- [THE PROBLEM]:
Rewrite all of the material below with "site report" swapped in for every "field log", keeping everything else the same and omitting the pictures.

- [EXTRACTED INFORMATION]:
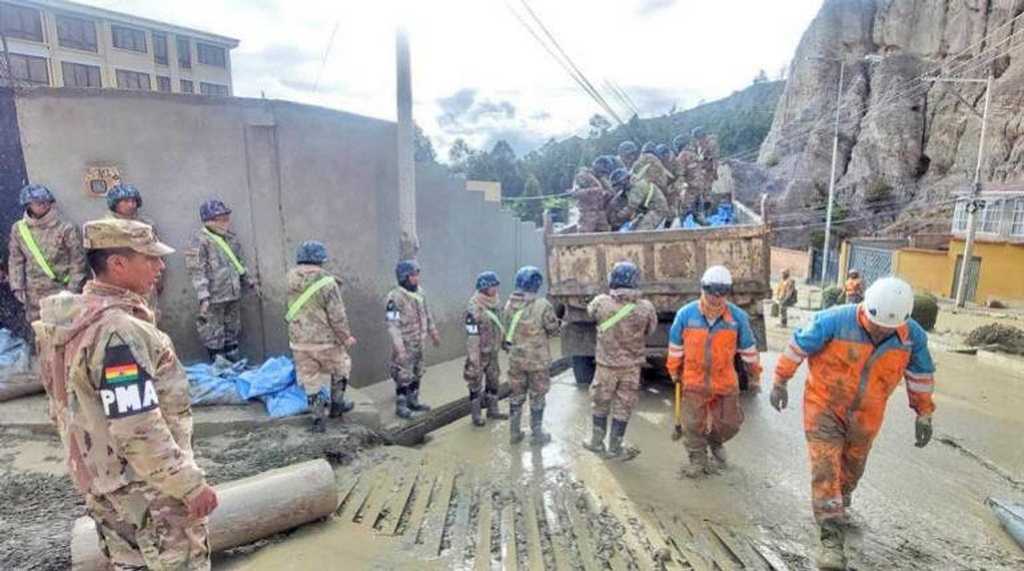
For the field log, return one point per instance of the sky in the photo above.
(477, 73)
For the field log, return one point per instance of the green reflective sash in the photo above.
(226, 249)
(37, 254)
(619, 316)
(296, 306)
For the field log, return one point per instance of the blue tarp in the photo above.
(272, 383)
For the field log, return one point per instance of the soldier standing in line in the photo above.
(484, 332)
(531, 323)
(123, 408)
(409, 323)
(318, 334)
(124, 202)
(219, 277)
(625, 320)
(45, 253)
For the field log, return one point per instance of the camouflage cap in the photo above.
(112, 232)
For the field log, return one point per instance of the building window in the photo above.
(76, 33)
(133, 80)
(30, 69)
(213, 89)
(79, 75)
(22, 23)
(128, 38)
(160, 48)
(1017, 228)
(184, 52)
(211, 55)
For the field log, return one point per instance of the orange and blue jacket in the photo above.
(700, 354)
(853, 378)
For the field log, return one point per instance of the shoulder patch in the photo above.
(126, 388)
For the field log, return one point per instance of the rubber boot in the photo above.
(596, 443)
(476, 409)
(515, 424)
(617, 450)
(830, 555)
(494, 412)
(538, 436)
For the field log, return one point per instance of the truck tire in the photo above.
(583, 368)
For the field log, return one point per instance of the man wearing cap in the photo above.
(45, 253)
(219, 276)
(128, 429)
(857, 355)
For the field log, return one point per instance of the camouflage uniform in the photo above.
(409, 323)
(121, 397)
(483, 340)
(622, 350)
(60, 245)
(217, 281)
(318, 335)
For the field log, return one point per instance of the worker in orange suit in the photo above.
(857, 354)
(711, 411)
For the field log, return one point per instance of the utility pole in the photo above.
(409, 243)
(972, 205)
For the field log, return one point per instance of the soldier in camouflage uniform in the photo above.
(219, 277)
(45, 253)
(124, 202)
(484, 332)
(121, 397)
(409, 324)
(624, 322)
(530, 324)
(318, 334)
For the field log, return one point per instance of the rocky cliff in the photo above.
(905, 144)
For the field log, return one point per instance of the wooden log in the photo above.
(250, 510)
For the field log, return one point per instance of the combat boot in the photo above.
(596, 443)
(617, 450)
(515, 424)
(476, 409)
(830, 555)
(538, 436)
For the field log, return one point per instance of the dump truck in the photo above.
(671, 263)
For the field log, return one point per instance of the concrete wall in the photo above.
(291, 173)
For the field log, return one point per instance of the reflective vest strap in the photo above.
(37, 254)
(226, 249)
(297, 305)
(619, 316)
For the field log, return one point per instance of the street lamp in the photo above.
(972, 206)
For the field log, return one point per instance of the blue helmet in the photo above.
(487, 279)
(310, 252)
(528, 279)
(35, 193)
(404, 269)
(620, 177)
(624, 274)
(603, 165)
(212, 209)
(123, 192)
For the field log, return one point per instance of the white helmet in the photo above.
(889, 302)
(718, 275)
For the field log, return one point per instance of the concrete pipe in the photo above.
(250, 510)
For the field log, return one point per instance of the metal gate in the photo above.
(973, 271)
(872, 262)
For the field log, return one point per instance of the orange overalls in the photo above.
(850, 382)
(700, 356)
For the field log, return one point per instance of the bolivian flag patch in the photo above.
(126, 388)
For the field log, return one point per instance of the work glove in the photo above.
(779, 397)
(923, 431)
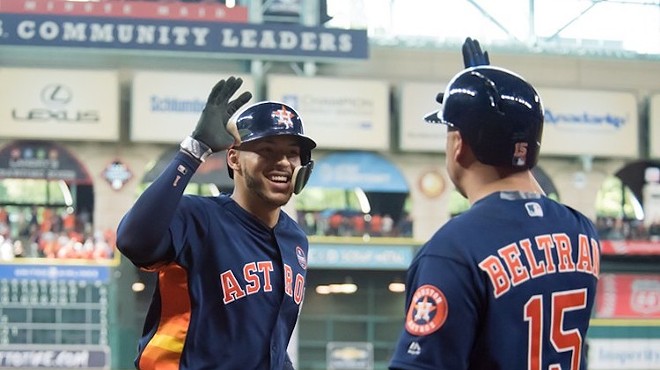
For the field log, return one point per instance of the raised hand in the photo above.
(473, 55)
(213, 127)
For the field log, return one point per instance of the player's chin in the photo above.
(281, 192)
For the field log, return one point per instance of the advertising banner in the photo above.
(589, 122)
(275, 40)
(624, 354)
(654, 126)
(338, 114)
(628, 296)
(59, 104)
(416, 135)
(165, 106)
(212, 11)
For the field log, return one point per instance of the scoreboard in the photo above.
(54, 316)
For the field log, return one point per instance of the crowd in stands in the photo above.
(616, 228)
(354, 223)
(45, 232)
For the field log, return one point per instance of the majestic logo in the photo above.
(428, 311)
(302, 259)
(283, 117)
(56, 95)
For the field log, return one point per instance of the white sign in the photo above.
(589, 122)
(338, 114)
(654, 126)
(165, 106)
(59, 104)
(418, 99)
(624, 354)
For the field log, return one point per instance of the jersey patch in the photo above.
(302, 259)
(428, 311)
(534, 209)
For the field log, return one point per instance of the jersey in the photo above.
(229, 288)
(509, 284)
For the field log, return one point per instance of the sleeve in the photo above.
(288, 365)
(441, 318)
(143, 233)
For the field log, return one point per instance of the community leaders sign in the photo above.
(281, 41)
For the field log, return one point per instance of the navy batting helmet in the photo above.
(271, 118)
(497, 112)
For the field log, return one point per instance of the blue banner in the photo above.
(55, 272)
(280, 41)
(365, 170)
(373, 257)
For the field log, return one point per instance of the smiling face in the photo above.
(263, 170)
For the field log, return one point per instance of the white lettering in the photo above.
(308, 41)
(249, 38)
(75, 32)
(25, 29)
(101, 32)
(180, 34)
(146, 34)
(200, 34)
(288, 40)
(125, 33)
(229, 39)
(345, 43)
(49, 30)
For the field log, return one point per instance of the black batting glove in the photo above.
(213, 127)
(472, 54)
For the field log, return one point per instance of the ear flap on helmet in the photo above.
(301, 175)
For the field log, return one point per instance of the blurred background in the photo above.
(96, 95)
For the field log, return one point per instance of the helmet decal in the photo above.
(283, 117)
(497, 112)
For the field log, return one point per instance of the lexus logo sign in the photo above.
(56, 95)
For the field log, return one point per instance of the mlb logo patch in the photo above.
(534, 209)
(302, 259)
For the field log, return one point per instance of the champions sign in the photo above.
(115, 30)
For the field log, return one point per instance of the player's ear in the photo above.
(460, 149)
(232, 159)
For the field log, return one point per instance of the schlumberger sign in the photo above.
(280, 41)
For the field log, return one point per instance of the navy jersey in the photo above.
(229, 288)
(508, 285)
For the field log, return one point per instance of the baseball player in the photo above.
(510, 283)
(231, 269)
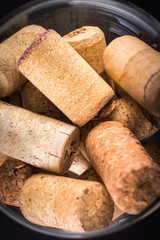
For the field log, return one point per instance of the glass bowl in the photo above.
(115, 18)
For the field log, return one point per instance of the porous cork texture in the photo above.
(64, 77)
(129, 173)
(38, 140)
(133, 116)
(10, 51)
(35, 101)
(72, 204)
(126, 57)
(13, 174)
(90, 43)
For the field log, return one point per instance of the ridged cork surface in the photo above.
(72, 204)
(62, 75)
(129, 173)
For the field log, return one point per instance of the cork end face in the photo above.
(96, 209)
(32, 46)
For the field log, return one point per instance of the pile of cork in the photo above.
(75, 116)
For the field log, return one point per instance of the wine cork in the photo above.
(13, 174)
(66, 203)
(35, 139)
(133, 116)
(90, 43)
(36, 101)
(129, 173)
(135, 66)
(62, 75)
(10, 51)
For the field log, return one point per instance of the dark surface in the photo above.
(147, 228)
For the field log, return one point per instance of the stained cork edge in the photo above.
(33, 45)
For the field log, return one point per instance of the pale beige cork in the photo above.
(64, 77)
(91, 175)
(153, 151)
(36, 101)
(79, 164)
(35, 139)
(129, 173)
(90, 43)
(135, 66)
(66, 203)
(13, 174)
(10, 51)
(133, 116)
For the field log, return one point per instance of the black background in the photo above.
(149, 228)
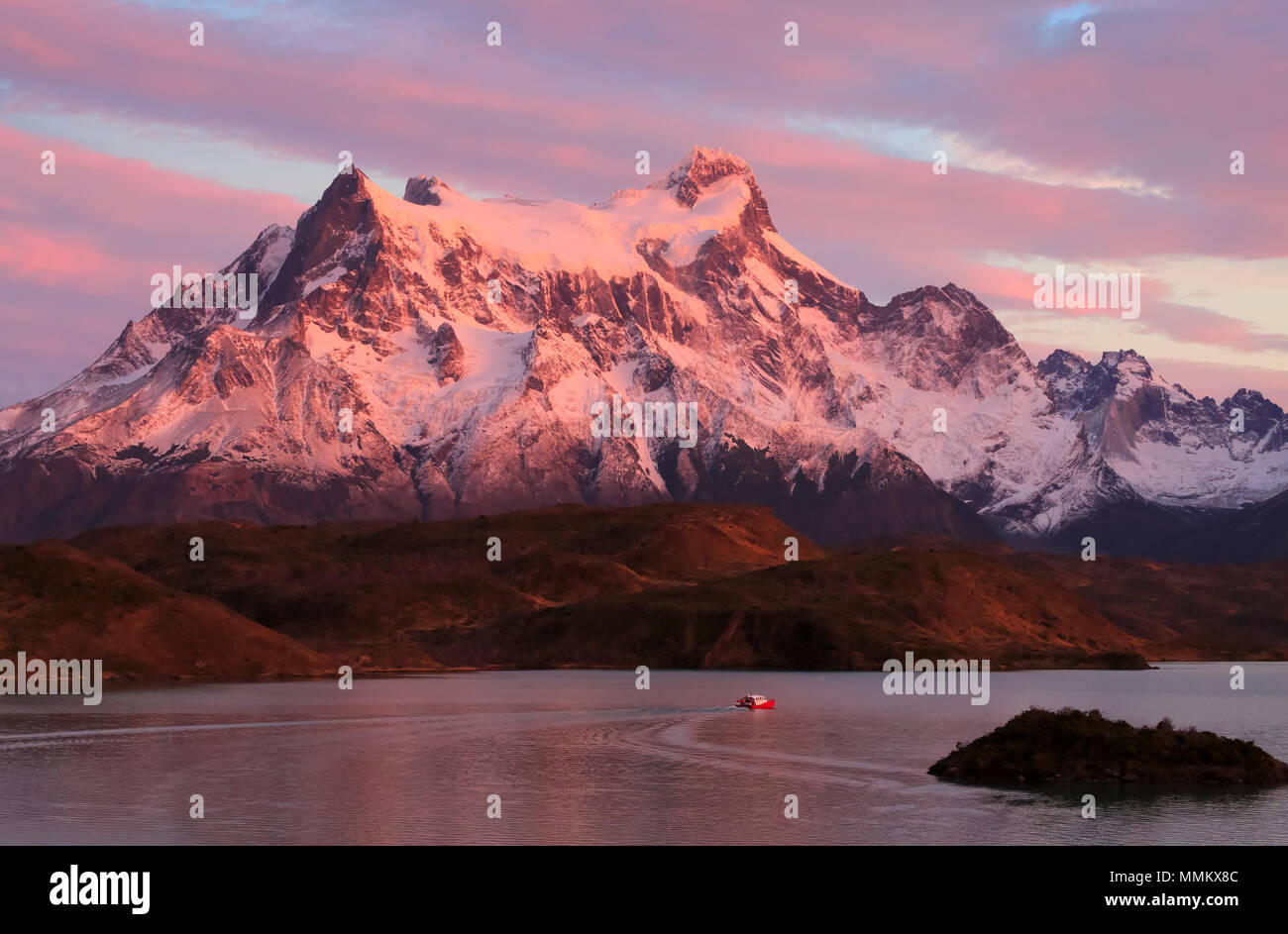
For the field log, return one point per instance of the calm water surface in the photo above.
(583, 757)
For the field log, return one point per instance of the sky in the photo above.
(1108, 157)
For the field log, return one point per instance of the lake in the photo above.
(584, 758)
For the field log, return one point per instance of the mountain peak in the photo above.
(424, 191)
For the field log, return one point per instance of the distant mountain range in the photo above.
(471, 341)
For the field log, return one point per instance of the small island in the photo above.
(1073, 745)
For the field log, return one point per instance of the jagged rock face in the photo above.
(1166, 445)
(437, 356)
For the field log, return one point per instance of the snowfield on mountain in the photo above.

- [RESPONSE BELOW]:
For the site report, return one point per instance of the sky in the photo above.
(477, 73)
For the site report, return one point per instance of the green reflective sash in the photo above.
(226, 249)
(37, 254)
(619, 316)
(296, 306)
For the site report, return one point per instance of the blue tarp in the photo above.
(272, 383)
For the site report, return one point per instance of the soldier standing in line in the photo above.
(484, 332)
(531, 323)
(123, 408)
(409, 323)
(318, 334)
(124, 202)
(219, 277)
(625, 320)
(45, 253)
For the site report, return one point per instance of the camouflage cap in the photo above.
(112, 232)
For the site report, return one point per instance of the building window in the photo above.
(76, 33)
(133, 80)
(30, 69)
(213, 89)
(79, 75)
(22, 23)
(128, 38)
(160, 48)
(1017, 228)
(184, 52)
(211, 55)
For the site report, return one point per instance of the orange and blue jacket in the photo above.
(700, 354)
(853, 378)
For the site report, return one point per instance of the shoulder patch in the photo above.
(126, 388)
For the site report, return one point per instance of the rubber boot in the photo above.
(596, 443)
(476, 409)
(515, 424)
(617, 450)
(830, 555)
(494, 412)
(538, 436)
For the site report, return one point per instance of the truck tire in the photo above.
(583, 368)
For the site report, return one point per instance of the man wearing cap in the photo above.
(45, 253)
(219, 276)
(128, 429)
(857, 355)
For the site report, return one point per instance of the camouflage uniform in the photo above.
(409, 323)
(121, 397)
(483, 340)
(622, 350)
(60, 245)
(217, 281)
(318, 335)
For the site report, return one point per instance of the worker in orange suit in the photo above.
(857, 354)
(711, 411)
For the site report, return one point per instance of the utility pole in the photo above.
(409, 243)
(972, 205)
For the site report, return one point per instance of the soldier in camouflage uniform in the photo above.
(219, 277)
(45, 253)
(124, 202)
(484, 332)
(121, 397)
(409, 324)
(624, 322)
(530, 324)
(318, 334)
For the site report, return one point per instance of the rocky cliff in the photo above.
(905, 144)
For the site report, return one point per instance of the wooden log in the photo above.
(250, 510)
For the site report, return one point per instance of the combat boot in the photo above.
(596, 443)
(617, 450)
(515, 424)
(476, 409)
(830, 555)
(538, 436)
For the site report, return one point per instance of the dump truck in the photo above.
(671, 263)
For the site report, return one point per instance of the concrete wall in the photo above.
(291, 173)
For the site report, return one point per instance of the reflective vest strap in the photo above.
(37, 254)
(226, 249)
(297, 305)
(619, 316)
For the site report, return one point per instance of the street lamp in the photo above.
(972, 206)
For the site report, return one point per instance of the blue helmet in the photo above.
(487, 279)
(310, 252)
(528, 279)
(35, 193)
(404, 269)
(620, 177)
(624, 274)
(603, 165)
(212, 209)
(123, 192)
For the site report, return one point per instance of the white helmet in the photo above.
(889, 302)
(718, 275)
For the site report, return one point per instance of the concrete pipe in the photo above.
(250, 510)
For the site report, return one point per instance of the metal gate in the photo above.
(973, 271)
(872, 262)
For the site report, return one point per instance of the orange overalls in the photo above.
(850, 382)
(700, 356)
For the site report, return one point per instance of the bolivian flag patch in the photo above.
(126, 388)
For the site report, return one point per instance of the work glove in the photo above.
(779, 397)
(923, 431)
For the site report, return one point per instance of the raised hand in the photo above.
(473, 55)
(213, 127)
For the site report, return one point per instance of the player's chin in the photo above.
(281, 192)
For the site report, return one point per instance of the advertising banner in the photo above.
(589, 122)
(275, 40)
(624, 354)
(654, 126)
(338, 114)
(628, 296)
(59, 104)
(416, 135)
(165, 106)
(212, 11)
For the site report, return one point per instance of the scoreboard in the photo above.
(54, 316)
For the site report, return one point per instance of the crowd in stands in the photo above.
(616, 228)
(354, 223)
(45, 232)
For the site report, return one point per instance of the majestic logo in the photo above.
(428, 311)
(302, 259)
(283, 117)
(56, 95)
For the site report, return one point per instance of the white sign in the photo above.
(589, 122)
(338, 114)
(654, 126)
(165, 106)
(59, 104)
(418, 99)
(624, 354)
For the site report, return one point per instance of the jersey patch in the photo above.
(302, 259)
(428, 311)
(534, 209)
For the site report, return one point per instance of the jersey in the photo above.
(229, 288)
(509, 284)
For the site report, return one point per instance of the sleeve in the photo above.
(288, 365)
(441, 318)
(143, 233)
For the site report, return one point per instance of the community leaders sign in the photo above.
(281, 41)
For the site report, return one point per instance of the navy batting helmet in the photo above.
(271, 118)
(497, 112)
For the site report, return one point per instance of the blue banner in the photo above.
(55, 272)
(280, 41)
(365, 170)
(373, 257)
For the site report, return one point per instance of the smiling face in the photo above.
(263, 170)
For the site report, return one point per instance of the white lettering in the photo above.
(308, 41)
(249, 38)
(75, 32)
(25, 29)
(101, 32)
(180, 34)
(146, 34)
(200, 34)
(288, 40)
(125, 33)
(229, 39)
(345, 43)
(49, 30)
For the site report, return one point per instance of the black batting glove in the photo above.
(213, 127)
(472, 54)
For the site report, return one point per instance of the ear flap on helmet in the photo above.
(301, 175)
For the site report, return one point per instance of the blurred background in the photo above.
(96, 95)
For the site report, return one point per instance of the helmet decal in the photo above.
(283, 117)
(497, 112)
For the site report, return one point per instance of the lexus logo sign in the photo above.
(56, 95)
For the site report, return one point per instance of the mlb logo patch in the photo above.
(534, 209)
(302, 259)
For the site report, return one point per instance of the champions sign in the photo above.
(115, 30)
For the site report, return one point per instance of the player's ear in the photo above.
(460, 149)
(232, 159)
For the site report, return one point per instance of the schlumberger sign in the photo above.
(280, 41)
For the site report, return one point per instance of the navy jersey in the photo above.
(229, 288)
(508, 285)
For the site report, return one point per instance of the baseball player in the photo above.
(510, 283)
(231, 269)
For the site report, return one point per instance of the glass bowl in the photo above.
(115, 18)
For the site report, return one point per instance of the porous cork texture in the photo above.
(64, 77)
(129, 173)
(38, 140)
(133, 116)
(10, 51)
(35, 101)
(72, 204)
(126, 57)
(13, 174)
(90, 43)
For the site report, return one point per instance of the ridged cork surface in the photo above.
(72, 204)
(62, 75)
(129, 173)
For the site report, return one point per instance of the cork end face in the photo above.
(96, 209)
(32, 46)
For the site report, return one point per instance of the pile of cork in the photo above.
(75, 116)
For the site report, return one point per instance of the wine cork in the photo above.
(13, 174)
(66, 203)
(35, 139)
(133, 116)
(90, 43)
(36, 101)
(129, 173)
(135, 66)
(62, 75)
(10, 51)
For the site report, return one point per instance of the dark surface in the photo above.
(147, 228)
For the site report, return one point per instance of the stained cork edge in the photo above.
(33, 45)
For the site report, return one point per instance of the pale beige cork in the photo above.
(64, 77)
(91, 175)
(153, 151)
(36, 101)
(79, 164)
(35, 139)
(129, 173)
(90, 43)
(135, 66)
(66, 203)
(13, 174)
(10, 51)
(133, 116)
For the site report, return one point per instance of the black background in the photo above.
(149, 228)
For the site report, return one point per instance of the calm water surface in the photo above.
(583, 757)
For the site report, return one point per instance of the sky in the photo above.
(1108, 157)
For the site report, return one point per instance of the lake in the photo above.
(584, 758)
For the site report, return one point per instance of the mountain peak in the photo above.
(424, 191)
For the site report, return one point per instance of the distant mountain range in the photo above.
(471, 341)
For the site report, return one point per instance of the small island in the photo above.
(1073, 745)
For the site report, return one point per instance of the jagged rock face in the photo above.
(1166, 445)
(437, 356)
For the site report, return one point per instance of the snowfield on mountain in the photo above.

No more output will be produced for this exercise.